EXTRAIT PROPOSÉ =
Un sourire et quelques mots
Milan Kundera est mort au début de l’été. 1929-2023. Que restera-t-il de son œuvre, de sa pensée? Que reste-t-il des artistes quand ils meurent? Quand, auréolés de gloire, ils entrent dans l’histoire? Ou quand, confidentiels, ils en sortent pour toujours? Cette question, Kundera lui-même la pose avec insistance dans ses livres. Et sa réponse: il ne reste presque rien. Comme pour tout le monde. Ma grand-mère? Un sourire, et quelques mots. Mon grand-père? Un éclat de rire sur une terrasse italienne. Et vos morts? Sans doute pas davantage non plus.
Il reste des artistes ce qu’il reste de chacun d’entre nous: des mots, des attitudes, des malentendus, un livre, parfois deux, un film, parfois deux, un tableau. C’est dire que l’expression «passer à la postérité» est aussi menteuse que la postérité elle-même. C’est dire que les œuvres ne rendent pas éternels. C’est dire, pour paraphraser Kundera, que la vie n’est pas ailleurs, et que son insoutenable légèreté est aussi ce qui en fait à la fois son prix et sa beauté.

TÂCHES À RÉALISER =
A - Dans l'extrait sur Milan Kundera, que reste-t-il du grand-père évoqué?
B - Reproduisez le passage de l'extrait sur Milan Kundera compris entre «Il reste des» et «et sa beauté.», ces deux bornes incluses.
Le matériel ci-après provient d'une autre source.

JEU DE MATÉRIEL =
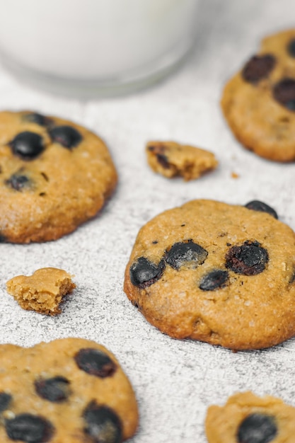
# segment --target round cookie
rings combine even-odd
[[[270,396],[236,393],[206,418],[208,443],[294,443],[295,408]]]
[[[0,345],[0,441],[121,443],[138,423],[131,384],[96,342]]]
[[[233,350],[295,334],[295,234],[250,206],[192,200],[141,229],[124,289],[148,321]]]
[[[94,217],[117,173],[88,130],[29,111],[0,113],[0,238],[55,240]]]
[[[295,29],[265,38],[221,100],[236,138],[258,155],[295,160]]]

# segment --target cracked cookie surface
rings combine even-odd
[[[224,116],[258,155],[295,161],[295,29],[265,38],[258,53],[226,84]]]
[[[295,408],[271,396],[236,393],[206,418],[208,443],[293,443]]]
[[[0,345],[0,441],[120,443],[135,432],[130,383],[96,342]]]
[[[117,173],[103,142],[84,127],[24,111],[0,113],[0,237],[55,240],[93,217]]]
[[[192,200],[141,228],[124,289],[152,325],[233,350],[295,334],[295,234],[249,205]]]

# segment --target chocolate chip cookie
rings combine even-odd
[[[236,393],[223,407],[210,406],[208,443],[294,443],[295,408],[270,396]]]
[[[0,237],[55,240],[94,217],[117,173],[88,130],[28,111],[0,113]]]
[[[120,443],[135,432],[132,388],[114,355],[88,340],[0,345],[0,441]]]
[[[226,85],[221,106],[245,147],[270,160],[295,160],[295,29],[262,40]]]
[[[149,142],[146,152],[153,171],[168,178],[182,176],[185,181],[199,178],[218,164],[212,152],[175,142]]]
[[[193,200],[141,229],[124,289],[152,325],[233,350],[295,334],[295,234],[248,205]]]
[[[71,275],[62,269],[42,267],[33,275],[17,275],[6,282],[8,294],[27,311],[56,316],[64,297],[76,287]]]

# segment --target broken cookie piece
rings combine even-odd
[[[42,267],[28,277],[13,277],[6,282],[6,289],[23,309],[55,316],[62,312],[63,297],[76,287],[71,277],[62,269]]]
[[[188,181],[215,169],[218,164],[212,152],[175,142],[149,142],[146,151],[153,171],[168,178],[182,176]]]

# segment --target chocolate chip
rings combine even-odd
[[[48,126],[52,123],[52,120],[50,118],[42,115],[42,114],[38,114],[37,113],[25,114],[23,116],[23,118],[27,122],[35,123],[36,125],[39,125],[39,126]]]
[[[48,420],[32,414],[20,414],[12,420],[7,420],[5,429],[10,439],[25,443],[49,442],[54,432],[53,426]]]
[[[277,435],[274,418],[265,414],[248,415],[238,430],[238,443],[269,443]]]
[[[165,260],[173,269],[178,270],[183,265],[193,269],[204,263],[207,255],[205,249],[189,241],[187,243],[174,243],[170,251],[166,252]]]
[[[256,275],[265,269],[268,253],[258,241],[245,241],[233,246],[226,255],[226,267],[236,274]]]
[[[24,131],[9,143],[13,153],[23,160],[32,160],[44,150],[43,139],[39,134]]]
[[[54,403],[66,400],[70,394],[69,380],[59,376],[36,380],[35,389],[40,397]]]
[[[97,377],[110,376],[117,369],[116,364],[109,356],[98,349],[81,349],[74,359],[80,369]]]
[[[121,421],[110,408],[98,406],[95,401],[91,401],[85,409],[83,418],[86,422],[84,432],[90,435],[96,443],[122,442]]]
[[[260,202],[260,200],[253,200],[252,202],[249,202],[247,205],[245,205],[245,207],[248,209],[252,209],[253,211],[258,211],[261,212],[267,212],[270,215],[272,215],[273,217],[277,219],[277,214],[270,206],[268,206],[266,203],[263,203],[263,202]]]
[[[214,291],[225,287],[229,280],[229,272],[221,269],[214,269],[202,278],[199,289],[203,291]]]
[[[289,110],[295,110],[295,80],[283,79],[274,86],[272,93],[279,103]]]
[[[163,260],[157,266],[145,257],[139,257],[130,266],[130,281],[134,286],[145,288],[161,277],[164,268],[165,263]]]
[[[274,64],[275,58],[270,54],[255,55],[245,65],[242,71],[242,76],[249,83],[256,83],[267,77],[273,69]]]
[[[289,55],[291,57],[295,57],[295,39],[292,39],[288,44],[287,47],[287,50],[288,51]]]
[[[11,401],[11,398],[12,397],[10,394],[6,392],[0,393],[0,413],[7,409]]]
[[[26,176],[16,173],[6,180],[5,184],[16,191],[21,191],[24,188],[29,187],[30,181]]]
[[[77,146],[82,139],[80,132],[71,126],[56,126],[50,130],[49,134],[53,142],[69,149]]]
[[[163,154],[157,154],[156,158],[158,163],[159,163],[164,169],[169,169],[170,163],[166,156],[164,156]]]

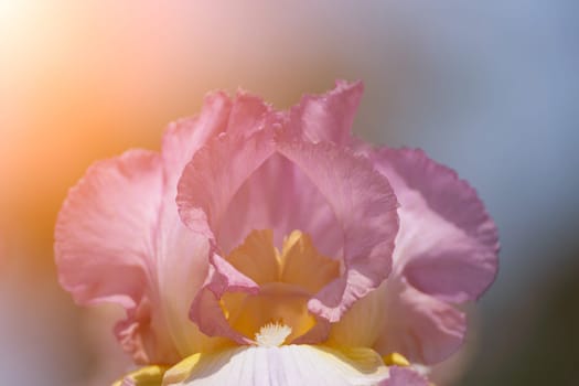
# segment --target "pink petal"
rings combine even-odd
[[[345,272],[309,304],[314,314],[336,322],[390,271],[398,230],[396,197],[371,162],[346,149],[328,142],[280,142],[278,151],[308,175],[341,225]]]
[[[296,164],[277,153],[242,185],[224,217],[227,221],[218,229],[224,251],[239,245],[254,229],[272,229],[278,248],[285,237],[300,229],[323,255],[342,254],[342,229],[325,197]]]
[[[117,329],[126,331],[125,346],[141,362],[174,356],[167,340],[153,343],[163,332],[154,331],[149,307],[161,191],[156,153],[133,150],[100,161],[68,192],[55,230],[61,285],[81,304],[107,301],[127,309]]]
[[[363,92],[362,82],[337,81],[326,94],[303,96],[290,111],[290,130],[311,142],[347,144]]]
[[[496,227],[476,192],[420,150],[375,157],[400,202],[395,261],[420,291],[451,302],[476,299],[493,282]]]
[[[179,182],[176,202],[183,222],[215,239],[233,197],[274,151],[271,131],[248,139],[222,135],[201,149]]]
[[[261,98],[239,90],[232,107],[227,133],[250,137],[254,132],[262,130],[266,122],[270,124],[271,114],[271,107]]]
[[[140,302],[161,189],[161,160],[143,150],[95,163],[71,189],[56,222],[55,255],[61,285],[77,302]]]
[[[222,223],[235,222],[227,211],[233,197],[244,181],[274,154],[274,146],[268,132],[260,131],[246,140],[223,136],[195,154],[179,184],[178,204],[184,223],[215,238]],[[345,274],[324,287],[309,304],[310,311],[335,322],[355,300],[377,288],[389,274],[398,229],[396,199],[386,179],[374,171],[372,163],[347,149],[331,143],[278,141],[277,150],[317,187],[331,208],[326,212],[333,213],[342,232],[340,245],[343,246]],[[279,189],[283,189],[288,171],[294,169],[280,168],[274,178]],[[299,187],[290,191],[293,196],[286,206],[269,205],[268,201],[278,203],[276,195],[257,195],[265,201],[250,202],[255,207],[243,208],[253,212],[265,206],[274,213],[291,213],[302,207]],[[303,193],[308,196],[310,192],[308,189]],[[311,213],[317,211],[318,207],[310,210]],[[250,222],[247,226],[268,227]],[[323,235],[319,233],[318,236]],[[315,237],[313,242],[319,243]],[[217,239],[216,245],[221,246],[222,240]]]
[[[214,254],[210,275],[193,301],[190,318],[208,336],[224,336],[239,344],[249,344],[251,342],[249,339],[229,326],[219,300],[225,292],[257,293],[258,291],[258,285]]]
[[[388,280],[378,291],[387,299],[386,323],[374,345],[380,354],[396,352],[411,363],[433,364],[462,345],[465,318],[454,307],[400,281]]]
[[[169,127],[161,157],[133,151],[98,163],[58,217],[63,286],[81,303],[124,305],[128,318],[116,332],[141,363],[175,361],[204,340],[189,310],[208,269],[208,243],[182,224],[174,197],[192,154],[226,129],[230,105],[224,94],[208,96],[199,117]]]
[[[199,116],[180,119],[167,128],[163,135],[162,157],[167,185],[173,186],[175,195],[176,182],[185,164],[210,138],[227,129],[230,111],[232,101],[227,95],[208,94]]]
[[[390,376],[378,386],[428,386],[428,379],[409,367],[389,367]]]

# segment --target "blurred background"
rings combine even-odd
[[[575,0],[0,0],[1,383],[100,386],[126,366],[117,310],[75,307],[53,264],[56,213],[92,162],[159,149],[207,90],[286,108],[345,78],[365,83],[361,137],[457,169],[498,225],[453,385],[575,385],[578,17]]]

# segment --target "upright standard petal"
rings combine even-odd
[[[310,142],[349,144],[364,85],[337,81],[335,88],[322,95],[305,95],[290,110],[289,130]]]
[[[435,364],[462,345],[467,323],[461,311],[404,282],[383,286],[378,291],[386,298],[385,324],[373,345],[377,352],[400,353],[412,363]]]
[[[441,300],[476,300],[494,280],[498,250],[476,192],[420,150],[383,149],[376,162],[400,202],[395,259],[404,277]]]
[[[336,322],[390,272],[398,232],[396,197],[372,163],[347,149],[301,141],[281,142],[278,149],[320,190],[343,232],[345,271],[309,304],[314,314]]]

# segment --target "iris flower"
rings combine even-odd
[[[286,111],[214,93],[160,152],[100,161],[55,230],[79,304],[125,308],[118,385],[428,385],[496,272],[475,191],[351,133],[363,86]]]

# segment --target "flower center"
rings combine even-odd
[[[291,328],[280,323],[267,323],[256,333],[255,341],[258,346],[279,347],[291,334]]]
[[[254,230],[227,260],[254,280],[259,292],[225,293],[224,314],[234,330],[265,346],[291,343],[310,331],[317,320],[308,301],[340,275],[340,262],[320,255],[310,236],[299,230],[286,237],[281,251],[274,246],[272,230]]]

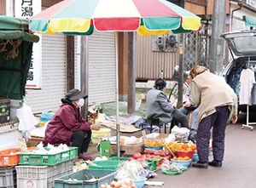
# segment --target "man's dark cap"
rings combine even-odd
[[[78,88],[71,89],[70,91],[68,91],[66,94],[66,99],[69,100],[79,100],[82,98],[84,98],[84,100],[85,100],[87,97],[88,97],[88,95],[83,94]]]

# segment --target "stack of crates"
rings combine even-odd
[[[20,165],[15,168],[17,188],[55,187],[55,179],[73,173],[73,159],[77,157],[77,147],[56,154],[20,154]]]
[[[20,148],[0,151],[0,187],[16,187],[17,177],[15,165],[19,163]]]

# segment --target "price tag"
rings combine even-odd
[[[19,145],[20,145],[20,147],[21,149],[22,153],[27,153],[28,152],[25,139],[19,138]]]

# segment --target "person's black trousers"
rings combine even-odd
[[[85,135],[87,134],[87,135]],[[78,154],[86,152],[90,142],[91,130],[86,132],[75,131],[71,137],[71,146],[79,147]]]

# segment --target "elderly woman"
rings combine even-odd
[[[203,66],[190,71],[193,79],[190,101],[199,105],[196,136],[199,162],[194,168],[207,168],[208,165],[221,167],[224,152],[225,129],[230,120],[237,121],[237,97],[233,89],[218,76]],[[208,162],[208,147],[212,128],[213,161]]]
[[[66,98],[61,99],[62,105],[47,125],[43,142],[44,145],[49,143],[78,147],[79,158],[75,159],[74,162],[92,159],[84,152],[87,151],[91,130],[101,128],[98,124],[87,122],[80,114],[80,107],[84,105],[86,98],[87,95],[77,88],[66,94]]]

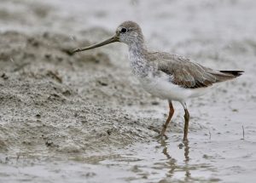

RÉPONSES CI-DESSOUS =
A - Un éclat de rire sur une terrasse italienne.

B -
Il reste des artistes ce qu’il reste de chacun d’entre nous: des mots, des attitudes, des malentendus, un livre, parfois deux, un film, parfois deux, un tableau. C’est dire que l’expression «passer à la postérité» est aussi menteuse que la postérité elle-même. C’est dire que les œuvres ne rendent pas éternels. C’est dire, pour paraphraser Kundera, que la vie n’est pas ailleurs, et que son insoutenable légèreté est aussi ce qui en fait à la fois son prix et sa beauté.